**PAGE TEXT:**

______________________________

The Warriors rewarded him that summer with a five-year max deal, knowing he’d miss the following season. Thompson went without a player option on the end of it, a minor detail that now looms larger, considering he could’ve entered the market with Green the previous summer. Some of this is about timing. Despite becoming extension eligible right after the 2022 title like his three teammates, had Thompson been as close as Jordan Poole or Andrew Wiggins or Green to free agency, he’d likely still be around.
After Thompson went 0 of 10 in an elimination Play-In loss in Sacramento in April — his final game in a Warriors uniform — Green, when asked about Thompson’s future, mentioned that the Warriors’ leadership always takes care of its own.
“They did right by me,” Green said. “They’ve done right by Steph. They’ve done right by all of us. Klay tore his ACL and they gave him $160 million dollars.”

______________________________

Region pointing data:
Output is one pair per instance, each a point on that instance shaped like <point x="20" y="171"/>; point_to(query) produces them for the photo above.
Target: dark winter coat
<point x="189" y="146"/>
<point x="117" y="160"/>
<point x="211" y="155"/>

______________________________

**ACTIONS TO TAKE:**
- 1) Answer these questions from the Warriors excerpt:
(a) How long was the max deal the Warriors gave Thompson?
(b) How many shots did Thompson make in the Play-In loss in Sacramento, and out of how many?
(c) According to Green, how much did the Warriors give Klay after he tore his ACL?
- 2) Please print the part of the Warriors excerpt from "After Thompson went" up to and including "of its own.".

**TASK-BY-TASK ANSWERS:**
- 1)
(a) Five years.
(b) 0 of 10.
(c) $160 million dollars.

- 2)
After Thompson went 0 of 10 in an elimination Play-In loss in Sacramento in April — his final game in a Warriors uniform — Green, when asked about Thompson’s future, mentioned that the Warriors’ leadership always takes care of its own.